→ Required action
Leave out the pictures and print precisely the lines from the line with "the black ski" to the final line of the entries, both ends included.

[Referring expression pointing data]
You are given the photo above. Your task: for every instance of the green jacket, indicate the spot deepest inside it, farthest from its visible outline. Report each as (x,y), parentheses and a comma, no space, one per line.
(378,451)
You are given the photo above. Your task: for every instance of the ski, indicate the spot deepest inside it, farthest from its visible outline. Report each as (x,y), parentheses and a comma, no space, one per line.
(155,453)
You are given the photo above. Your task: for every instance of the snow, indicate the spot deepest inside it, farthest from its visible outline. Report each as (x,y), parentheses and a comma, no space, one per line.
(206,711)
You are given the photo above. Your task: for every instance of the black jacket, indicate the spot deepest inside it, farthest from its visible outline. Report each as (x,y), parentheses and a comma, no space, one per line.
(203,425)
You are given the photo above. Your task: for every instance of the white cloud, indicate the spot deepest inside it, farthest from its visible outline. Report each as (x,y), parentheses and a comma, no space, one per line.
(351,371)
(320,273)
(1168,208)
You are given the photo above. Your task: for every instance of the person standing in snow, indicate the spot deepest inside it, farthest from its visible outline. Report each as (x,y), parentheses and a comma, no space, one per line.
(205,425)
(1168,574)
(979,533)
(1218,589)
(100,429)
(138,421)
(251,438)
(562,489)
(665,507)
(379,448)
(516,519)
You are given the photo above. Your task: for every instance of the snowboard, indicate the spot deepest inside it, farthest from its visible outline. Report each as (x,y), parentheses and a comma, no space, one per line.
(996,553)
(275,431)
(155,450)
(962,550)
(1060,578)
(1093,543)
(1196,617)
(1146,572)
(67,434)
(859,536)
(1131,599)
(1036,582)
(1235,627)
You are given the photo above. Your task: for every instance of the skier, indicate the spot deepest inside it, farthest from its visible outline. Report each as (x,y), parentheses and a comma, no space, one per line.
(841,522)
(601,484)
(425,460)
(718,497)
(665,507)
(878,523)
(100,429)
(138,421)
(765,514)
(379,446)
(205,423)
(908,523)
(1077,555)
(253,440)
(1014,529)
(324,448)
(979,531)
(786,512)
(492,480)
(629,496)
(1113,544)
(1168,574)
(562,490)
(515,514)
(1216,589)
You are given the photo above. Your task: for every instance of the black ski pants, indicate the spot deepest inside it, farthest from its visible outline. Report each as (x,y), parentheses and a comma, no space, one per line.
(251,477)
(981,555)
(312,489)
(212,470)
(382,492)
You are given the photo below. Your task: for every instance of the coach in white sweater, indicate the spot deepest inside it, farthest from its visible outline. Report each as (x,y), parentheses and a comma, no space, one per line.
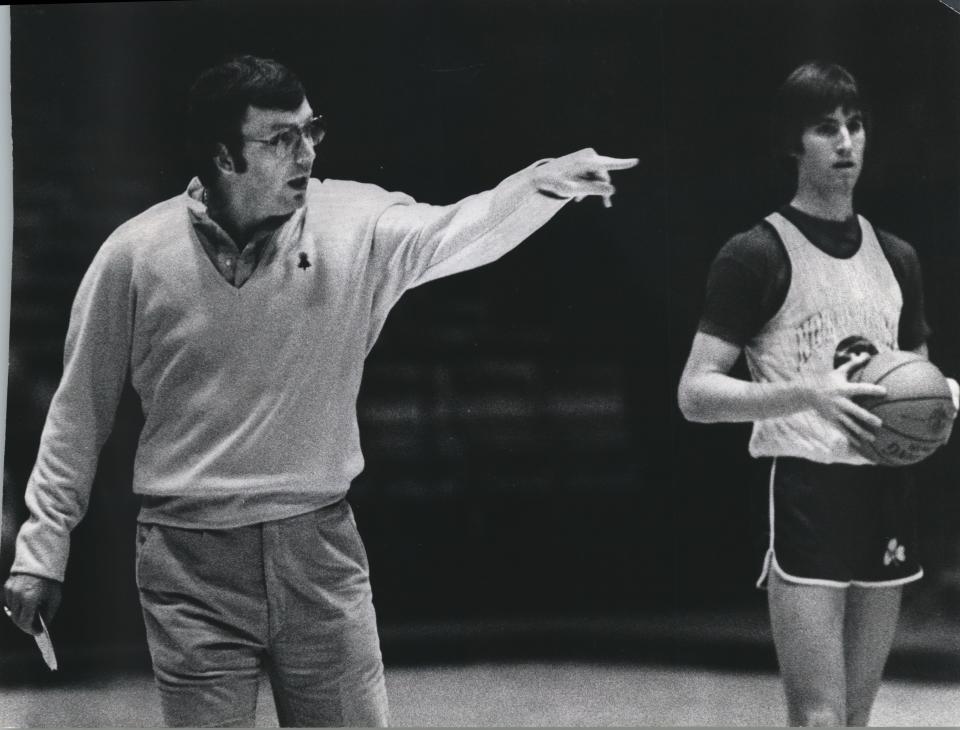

→ Response box
You are given the photo above. Your task: for every instance of the black ski pants, indicate the spot deepest inside it, farthest from its visible outline. Report each as (x,y), parentheses and a comma, no space, one per line.
(251,477)
(981,555)
(312,489)
(212,470)
(382,492)
You are given the photo below. Your task: for every instance of the coach in white sweater, indicate the spot deepest inside it, farthest from its visible outline. Report each as (x,y), parentheses and a comma, no space, one per line.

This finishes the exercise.